■ EXTRAIT DU DOCUMENT ■
───
Retenons ici cependant quelques films qui ont évoqué le sujet de l’école, sans se contenter de l’effleurer.
Dans Zéro de conduite, Jean Vigo nous présente la vie d’un collège de 1933, avec ses chahuts, et ses punitions. A l’enthousiasme et l’insouciance désordonnée et légère des collégiens répond la sévérité implacable, pesante, oppressante des enseignants montrés sous un jour grotesque, voire ambigu et malsain. A la fois film poétique sur l’enfance, et à la fois film de révolte, Zéro de conduite montre l’école comme un endroit où la prétention, l’incompétence, le sadisme des adultes légitime la rébellion des enfants. Malgré l’aspect documentaire des premières séquences, le trait est forcé. Il ne s’agit pas de présenter des personnages tels qu’on en trouve dans les internats de 1933, mais plutôt de montrer un autoritarisme inacceptable, et la libération et l’émancipation que provoque la révolte collective contre ce qui est ressenti comme inacceptable.
Prenons la séquence du cours de chimie lors de laquelle Viot, le corpulent et transpirant enseignant, caresse le blond et frêle Tabard. Les plans nous montrent le corps de Viot écrasé par la plongée, ayant du mal à se mouvoir, dont la lenteur des gestes, indifférent aux regards des élèves qui, pour lui, n’existent pas, indique le pouvoir absolu. Ils nous montrent le corps de Tabard, au milieu de ses semblables, aux genoux et cuisses dénudés, la tête entre les mains, renfrogné d’avoir subi la caresse de la main de son professeur dans les cheveux. Puis, après l’insert de la grosse main de Viot posée sur celle de Tabard et la caressant, qui nous fait toucher l’insupportable de ce geste, et l’abus de pouvoir qu’il implique, nous retrouvons dans un même plan et face à face les deux corps de l’enseignant et de l’élève qui s’affrontent. Ce plan d’affrontement réunit le professeur et l’élève. Le premier est penché vers le pupitre. Sa silhouette massive est dédoublée d’une part par l’imposante masse sombre de la chaire professorale qui apparaît au premier plan à gauche et souligne son autorité, et d’autre part par la présence d’un squelette qui souligne ses pulsions mortifères. Le second se dresse furieusement en lançant son désormais célèbre : « Eh ben moi je vous dis… je vous dis : merde ! »
───
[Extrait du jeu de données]

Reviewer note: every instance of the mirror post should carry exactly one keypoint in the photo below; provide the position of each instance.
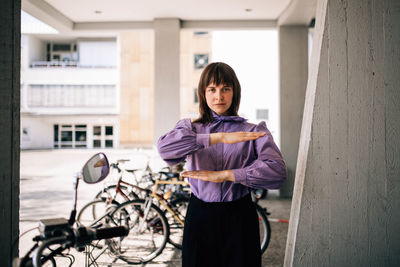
(71, 220)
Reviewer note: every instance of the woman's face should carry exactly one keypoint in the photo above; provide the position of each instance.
(219, 98)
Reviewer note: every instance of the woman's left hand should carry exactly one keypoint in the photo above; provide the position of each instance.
(211, 176)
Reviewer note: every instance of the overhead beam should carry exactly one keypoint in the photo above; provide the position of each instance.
(228, 24)
(113, 26)
(47, 14)
(298, 12)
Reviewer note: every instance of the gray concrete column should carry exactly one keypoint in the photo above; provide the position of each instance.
(166, 75)
(293, 59)
(346, 201)
(10, 46)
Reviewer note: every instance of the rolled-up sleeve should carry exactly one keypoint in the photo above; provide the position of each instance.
(175, 145)
(268, 171)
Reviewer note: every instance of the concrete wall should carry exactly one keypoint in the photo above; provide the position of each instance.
(166, 80)
(293, 65)
(10, 36)
(346, 202)
(137, 87)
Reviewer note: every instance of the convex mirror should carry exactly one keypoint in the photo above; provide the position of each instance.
(96, 169)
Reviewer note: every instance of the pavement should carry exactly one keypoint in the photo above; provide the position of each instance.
(46, 191)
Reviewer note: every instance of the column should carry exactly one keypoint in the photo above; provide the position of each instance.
(10, 46)
(346, 201)
(293, 56)
(166, 75)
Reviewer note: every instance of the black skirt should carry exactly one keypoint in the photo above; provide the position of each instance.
(221, 234)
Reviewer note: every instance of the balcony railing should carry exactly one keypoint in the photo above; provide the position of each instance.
(70, 96)
(64, 64)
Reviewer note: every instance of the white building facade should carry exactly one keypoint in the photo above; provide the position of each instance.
(69, 93)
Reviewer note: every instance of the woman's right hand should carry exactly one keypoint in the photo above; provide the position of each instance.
(234, 137)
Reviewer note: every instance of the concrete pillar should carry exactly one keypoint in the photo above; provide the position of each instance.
(166, 75)
(10, 36)
(293, 59)
(346, 201)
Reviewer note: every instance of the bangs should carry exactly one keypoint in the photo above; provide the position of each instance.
(219, 75)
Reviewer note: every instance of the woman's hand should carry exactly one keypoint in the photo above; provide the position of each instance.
(211, 176)
(235, 137)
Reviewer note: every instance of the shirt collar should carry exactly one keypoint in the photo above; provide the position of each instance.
(218, 118)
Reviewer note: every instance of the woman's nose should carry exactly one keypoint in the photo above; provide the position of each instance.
(220, 96)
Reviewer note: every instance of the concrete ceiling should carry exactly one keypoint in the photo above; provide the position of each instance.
(107, 17)
(148, 10)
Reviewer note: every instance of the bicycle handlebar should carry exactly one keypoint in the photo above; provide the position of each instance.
(78, 238)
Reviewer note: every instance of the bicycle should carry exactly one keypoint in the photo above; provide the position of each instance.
(59, 234)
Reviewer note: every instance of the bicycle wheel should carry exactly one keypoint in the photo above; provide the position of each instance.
(110, 191)
(179, 206)
(90, 213)
(265, 228)
(148, 231)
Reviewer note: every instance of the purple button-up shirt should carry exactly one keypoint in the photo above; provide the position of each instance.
(256, 164)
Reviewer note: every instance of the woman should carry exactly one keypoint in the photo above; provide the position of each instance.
(225, 157)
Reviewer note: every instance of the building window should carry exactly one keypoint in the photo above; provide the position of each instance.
(103, 136)
(69, 136)
(262, 114)
(201, 34)
(25, 134)
(200, 61)
(109, 130)
(109, 143)
(97, 130)
(96, 143)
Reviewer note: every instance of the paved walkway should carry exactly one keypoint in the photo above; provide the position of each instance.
(47, 192)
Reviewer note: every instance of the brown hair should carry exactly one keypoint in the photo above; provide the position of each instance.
(217, 73)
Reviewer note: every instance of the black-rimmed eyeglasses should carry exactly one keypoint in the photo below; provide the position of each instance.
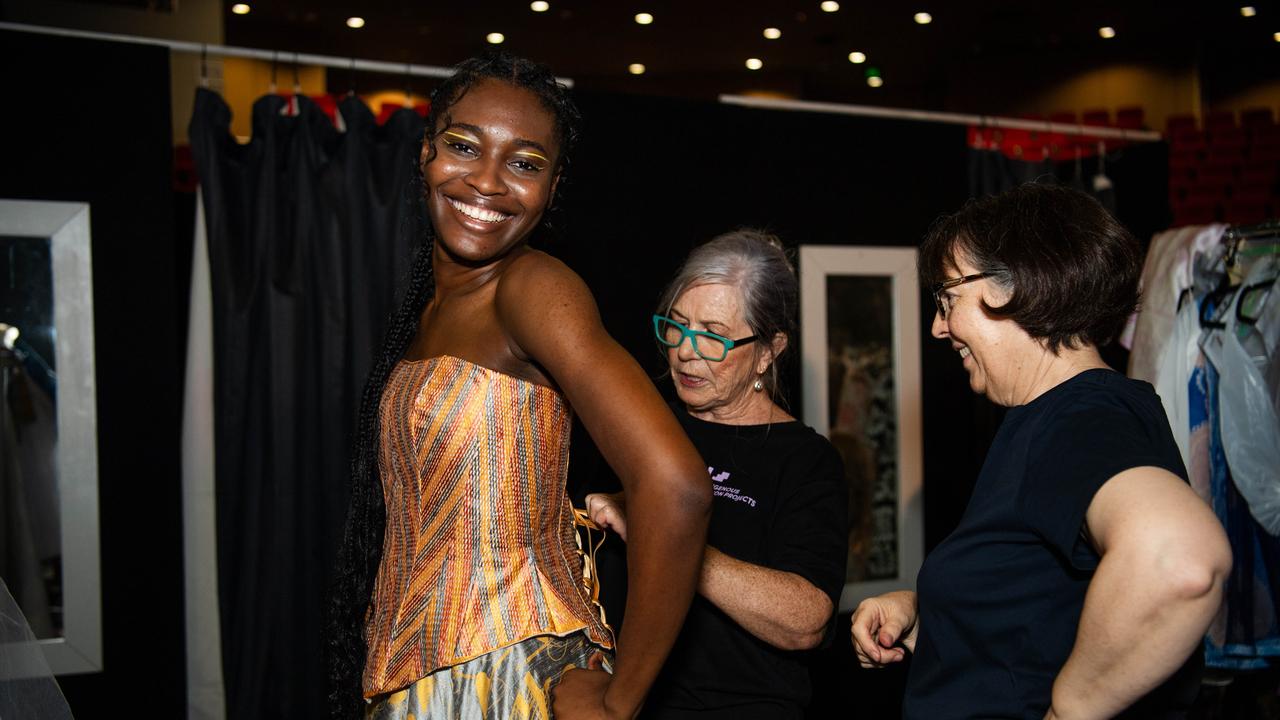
(942, 300)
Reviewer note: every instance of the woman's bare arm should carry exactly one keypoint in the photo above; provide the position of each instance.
(551, 318)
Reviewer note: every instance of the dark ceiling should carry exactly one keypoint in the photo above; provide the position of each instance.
(974, 57)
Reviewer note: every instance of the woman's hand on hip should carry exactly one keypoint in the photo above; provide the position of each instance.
(885, 628)
(609, 511)
(581, 693)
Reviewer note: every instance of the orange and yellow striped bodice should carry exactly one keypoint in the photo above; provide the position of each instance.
(479, 550)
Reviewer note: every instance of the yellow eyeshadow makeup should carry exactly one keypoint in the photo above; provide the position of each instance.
(462, 137)
(531, 154)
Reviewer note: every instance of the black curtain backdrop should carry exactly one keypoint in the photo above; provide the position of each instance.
(88, 122)
(310, 232)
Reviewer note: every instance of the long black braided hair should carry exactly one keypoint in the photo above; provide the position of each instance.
(361, 548)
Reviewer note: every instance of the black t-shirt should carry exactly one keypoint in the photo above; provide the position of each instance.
(1001, 597)
(780, 501)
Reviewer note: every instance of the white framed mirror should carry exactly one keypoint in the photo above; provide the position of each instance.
(46, 285)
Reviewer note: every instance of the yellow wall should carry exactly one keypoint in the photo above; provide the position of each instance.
(1261, 96)
(1160, 92)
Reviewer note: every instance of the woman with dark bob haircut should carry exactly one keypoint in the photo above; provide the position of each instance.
(1084, 570)
(461, 591)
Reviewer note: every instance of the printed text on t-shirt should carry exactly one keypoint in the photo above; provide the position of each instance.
(721, 490)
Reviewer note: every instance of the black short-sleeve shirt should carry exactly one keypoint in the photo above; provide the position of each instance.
(1001, 597)
(780, 501)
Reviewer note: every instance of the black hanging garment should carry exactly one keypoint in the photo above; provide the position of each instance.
(310, 235)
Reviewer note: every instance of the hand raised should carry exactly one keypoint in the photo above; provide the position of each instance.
(883, 628)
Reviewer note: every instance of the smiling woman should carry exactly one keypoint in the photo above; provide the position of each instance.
(775, 557)
(1084, 565)
(461, 592)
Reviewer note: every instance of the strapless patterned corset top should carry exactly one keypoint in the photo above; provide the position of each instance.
(479, 550)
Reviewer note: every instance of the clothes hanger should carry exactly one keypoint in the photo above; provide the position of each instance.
(8, 335)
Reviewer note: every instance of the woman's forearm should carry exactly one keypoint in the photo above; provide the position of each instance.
(663, 560)
(781, 609)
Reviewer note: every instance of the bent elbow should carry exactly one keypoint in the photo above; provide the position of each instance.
(805, 641)
(1202, 575)
(808, 632)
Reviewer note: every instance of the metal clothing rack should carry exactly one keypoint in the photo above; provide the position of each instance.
(232, 51)
(945, 118)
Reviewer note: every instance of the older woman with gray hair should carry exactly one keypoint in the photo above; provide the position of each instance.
(775, 560)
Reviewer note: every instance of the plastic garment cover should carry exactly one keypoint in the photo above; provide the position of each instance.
(27, 688)
(1244, 355)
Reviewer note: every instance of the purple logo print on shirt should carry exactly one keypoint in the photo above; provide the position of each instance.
(721, 490)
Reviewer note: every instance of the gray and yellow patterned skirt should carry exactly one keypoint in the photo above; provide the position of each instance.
(512, 682)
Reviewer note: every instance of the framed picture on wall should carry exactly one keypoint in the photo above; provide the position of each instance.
(860, 382)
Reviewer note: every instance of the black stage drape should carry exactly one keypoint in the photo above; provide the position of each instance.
(310, 233)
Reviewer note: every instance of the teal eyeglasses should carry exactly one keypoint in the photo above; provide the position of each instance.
(708, 346)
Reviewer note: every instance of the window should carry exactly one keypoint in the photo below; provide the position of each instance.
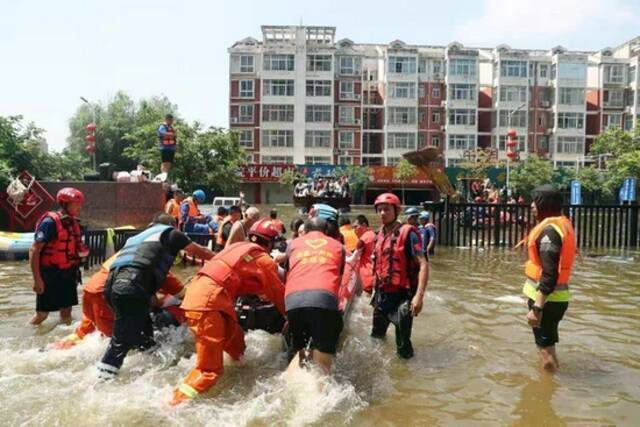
(277, 138)
(402, 64)
(570, 120)
(245, 138)
(246, 88)
(571, 96)
(347, 115)
(402, 115)
(513, 93)
(406, 90)
(317, 160)
(613, 98)
(614, 73)
(461, 142)
(462, 117)
(317, 139)
(346, 89)
(246, 113)
(318, 62)
(278, 88)
(462, 92)
(277, 113)
(570, 145)
(348, 65)
(513, 68)
(278, 62)
(401, 140)
(318, 87)
(318, 113)
(246, 63)
(518, 119)
(463, 67)
(277, 160)
(346, 140)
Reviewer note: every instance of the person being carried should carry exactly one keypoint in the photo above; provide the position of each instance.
(243, 268)
(401, 272)
(55, 257)
(551, 247)
(135, 275)
(238, 232)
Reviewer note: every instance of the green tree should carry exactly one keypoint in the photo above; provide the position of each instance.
(403, 172)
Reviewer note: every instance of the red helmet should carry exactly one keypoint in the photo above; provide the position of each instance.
(389, 198)
(69, 195)
(264, 228)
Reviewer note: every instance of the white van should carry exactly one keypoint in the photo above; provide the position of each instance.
(227, 202)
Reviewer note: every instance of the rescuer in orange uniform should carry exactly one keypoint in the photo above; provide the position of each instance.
(401, 274)
(551, 247)
(242, 268)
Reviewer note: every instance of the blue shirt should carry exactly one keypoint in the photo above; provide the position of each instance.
(46, 231)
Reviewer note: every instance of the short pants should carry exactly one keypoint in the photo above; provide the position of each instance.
(546, 334)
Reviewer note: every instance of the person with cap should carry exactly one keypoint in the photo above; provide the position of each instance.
(191, 219)
(401, 271)
(55, 257)
(135, 275)
(428, 233)
(240, 269)
(167, 143)
(239, 230)
(551, 249)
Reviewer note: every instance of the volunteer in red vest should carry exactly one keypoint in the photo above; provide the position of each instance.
(315, 263)
(55, 257)
(364, 251)
(167, 142)
(401, 272)
(551, 247)
(96, 313)
(243, 268)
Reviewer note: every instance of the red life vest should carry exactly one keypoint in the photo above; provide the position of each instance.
(393, 269)
(63, 251)
(315, 264)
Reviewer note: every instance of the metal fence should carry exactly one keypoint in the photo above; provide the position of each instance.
(504, 225)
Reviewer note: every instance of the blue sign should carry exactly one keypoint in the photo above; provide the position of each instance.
(576, 192)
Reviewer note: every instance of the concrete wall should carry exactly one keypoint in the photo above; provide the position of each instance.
(111, 204)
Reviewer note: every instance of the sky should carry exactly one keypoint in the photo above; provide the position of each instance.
(53, 52)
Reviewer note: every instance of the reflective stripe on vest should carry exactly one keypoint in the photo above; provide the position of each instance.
(533, 267)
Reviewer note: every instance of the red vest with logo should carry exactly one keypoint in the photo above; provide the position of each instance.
(63, 251)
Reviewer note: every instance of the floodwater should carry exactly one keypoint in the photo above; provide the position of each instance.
(475, 363)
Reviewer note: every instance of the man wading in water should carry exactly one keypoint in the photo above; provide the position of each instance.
(551, 248)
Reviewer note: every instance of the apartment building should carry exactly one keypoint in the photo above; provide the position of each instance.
(298, 96)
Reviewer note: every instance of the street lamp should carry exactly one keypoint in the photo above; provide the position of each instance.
(511, 136)
(90, 129)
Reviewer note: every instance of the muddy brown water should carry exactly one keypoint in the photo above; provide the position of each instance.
(475, 361)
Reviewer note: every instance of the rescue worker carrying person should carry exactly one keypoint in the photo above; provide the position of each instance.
(55, 257)
(315, 264)
(96, 313)
(135, 275)
(401, 274)
(192, 220)
(243, 268)
(551, 248)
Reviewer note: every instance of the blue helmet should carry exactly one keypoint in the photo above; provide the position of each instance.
(199, 196)
(411, 212)
(323, 211)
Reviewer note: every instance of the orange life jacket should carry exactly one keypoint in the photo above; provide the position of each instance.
(315, 264)
(394, 270)
(63, 251)
(533, 267)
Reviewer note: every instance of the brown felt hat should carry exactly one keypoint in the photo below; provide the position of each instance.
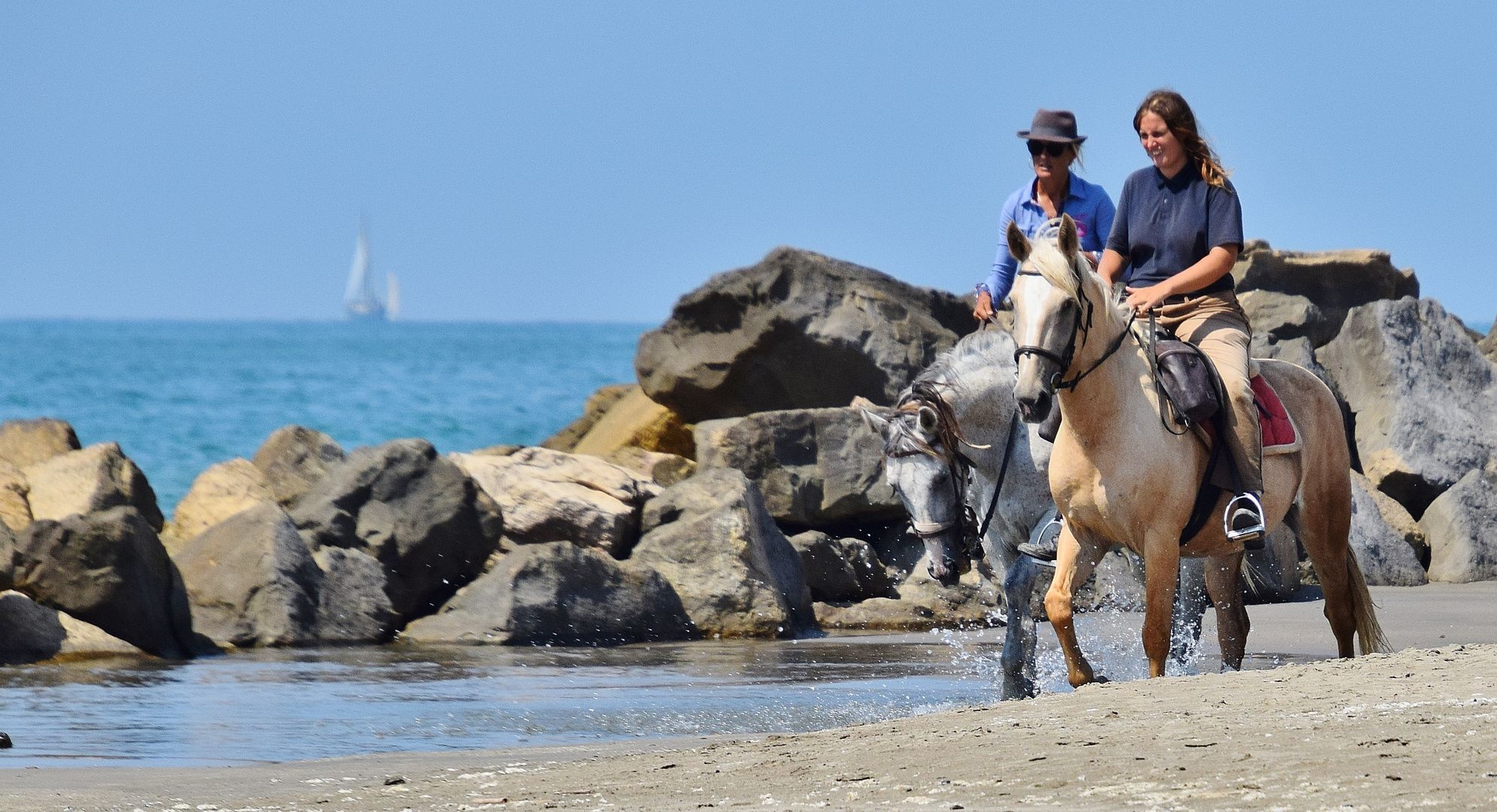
(1058, 126)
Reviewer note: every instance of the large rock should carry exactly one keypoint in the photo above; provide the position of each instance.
(30, 441)
(797, 331)
(1462, 526)
(815, 467)
(721, 549)
(842, 568)
(559, 594)
(594, 410)
(414, 512)
(89, 480)
(1332, 281)
(293, 458)
(252, 580)
(32, 633)
(1383, 553)
(110, 570)
(557, 497)
(636, 422)
(217, 492)
(1423, 395)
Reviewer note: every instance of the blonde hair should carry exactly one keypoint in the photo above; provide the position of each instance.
(1182, 122)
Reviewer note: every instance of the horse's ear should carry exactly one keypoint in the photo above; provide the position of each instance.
(1069, 241)
(928, 420)
(1019, 244)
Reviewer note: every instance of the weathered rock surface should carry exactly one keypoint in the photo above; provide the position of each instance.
(30, 441)
(842, 568)
(32, 633)
(90, 480)
(559, 594)
(217, 494)
(557, 497)
(15, 512)
(598, 403)
(293, 458)
(110, 570)
(638, 422)
(721, 549)
(252, 580)
(1423, 395)
(411, 509)
(1383, 553)
(1462, 526)
(797, 331)
(815, 467)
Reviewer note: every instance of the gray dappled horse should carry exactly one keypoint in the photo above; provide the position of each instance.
(954, 417)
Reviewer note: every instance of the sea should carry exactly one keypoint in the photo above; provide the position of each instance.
(183, 395)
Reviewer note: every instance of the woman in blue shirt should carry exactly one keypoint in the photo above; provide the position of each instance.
(1179, 229)
(1052, 144)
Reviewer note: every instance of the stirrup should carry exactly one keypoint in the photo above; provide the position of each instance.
(1252, 538)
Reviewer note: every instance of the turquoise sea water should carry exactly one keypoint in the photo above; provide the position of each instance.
(183, 395)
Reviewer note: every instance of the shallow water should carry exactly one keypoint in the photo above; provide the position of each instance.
(313, 703)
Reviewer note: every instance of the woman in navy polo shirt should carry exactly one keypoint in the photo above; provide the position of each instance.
(1179, 231)
(1052, 144)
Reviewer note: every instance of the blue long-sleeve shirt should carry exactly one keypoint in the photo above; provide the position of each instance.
(1086, 202)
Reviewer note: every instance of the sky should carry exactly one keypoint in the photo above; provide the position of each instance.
(594, 162)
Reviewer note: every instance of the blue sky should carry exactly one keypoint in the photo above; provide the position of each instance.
(594, 162)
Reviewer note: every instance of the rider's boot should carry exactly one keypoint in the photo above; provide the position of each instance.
(1046, 541)
(1244, 521)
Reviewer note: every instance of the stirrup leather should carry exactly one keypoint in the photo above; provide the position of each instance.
(1247, 536)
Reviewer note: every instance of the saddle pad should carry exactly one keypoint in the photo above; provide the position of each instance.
(1279, 429)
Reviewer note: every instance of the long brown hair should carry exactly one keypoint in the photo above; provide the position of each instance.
(1182, 122)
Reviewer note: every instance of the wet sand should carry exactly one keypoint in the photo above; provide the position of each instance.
(1386, 732)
───
■ CONSIGNES ■
[1] Pouvez-vous reproduire fidèlement l'extrait sur l'école au cinéma, en commençant par « Dans Zéro de » et en allant jusqu'à « ressenti comme inacceptable. » ?
[2] Pouvez-vous poursuivre l'extrait sur l'école au cinéma à partir de sa dernière phrase ?

■ RÉPONSES ■
[1]
Dans Zéro de conduite, Jean Vigo nous présente la vie d’un collège de 1933, avec ses chahuts, et ses punitions. A l’enthousiasme et l’insouciance désordonnée et légère des collégiens répond la sévérité implacable, pesante, oppressante des enseignants montrés sous un jour grotesque, voire ambigu et malsain. A la fois film poétique sur l’enfance, et à la fois film de révolte, Zéro de conduite montre l’école comme un endroit où la prétention, l’incompétence, le sadisme des adultes légitime la rébellion des enfants. Malgré l’aspect documentaire des premières séquences, le trait est forcé. Il ne s’agit pas de présenter des personnages tels qu’on en trouve dans les internats de 1933, mais plutôt de montrer un autoritarisme inacceptable, et la libération et l’émancipation que provoque la révolte collective contre ce qui est ressenti comme inacceptable.

[2]
Ce plan d’affrontement exprime le pouvoir absolu, insupportable, et qu’il faut faire basculer. Le propos de Jean Vigo est de nous montrer le pouvoir libérateur de la révolte quand elle est collective, et contre quelque chose ressentie comme intolérable (l’autorité absurde de quelques-uns). Les affrontements professeur – élèves sont aussi nombreux dans ELM, mais ils sont d’un autre ordre. Il s’agit de laisser s’exprimer toutes les paroles, et de jouer le jeu de quelque chose qui ressemble à la démocratie. Et d’ailleurs Cantet ne réunira jamais dans un seul plan les deux parties qui s’affrontent, évitant ainsi de charger de symboles une image réunissant le pouvoir et la soumission, préférant faire alterner des plans brefs et cadrés assez serrés sur les différents protagonistes. Chez Vigo, le pouvoir montré est abusif, chez Cantet il se remet sans cesse en question.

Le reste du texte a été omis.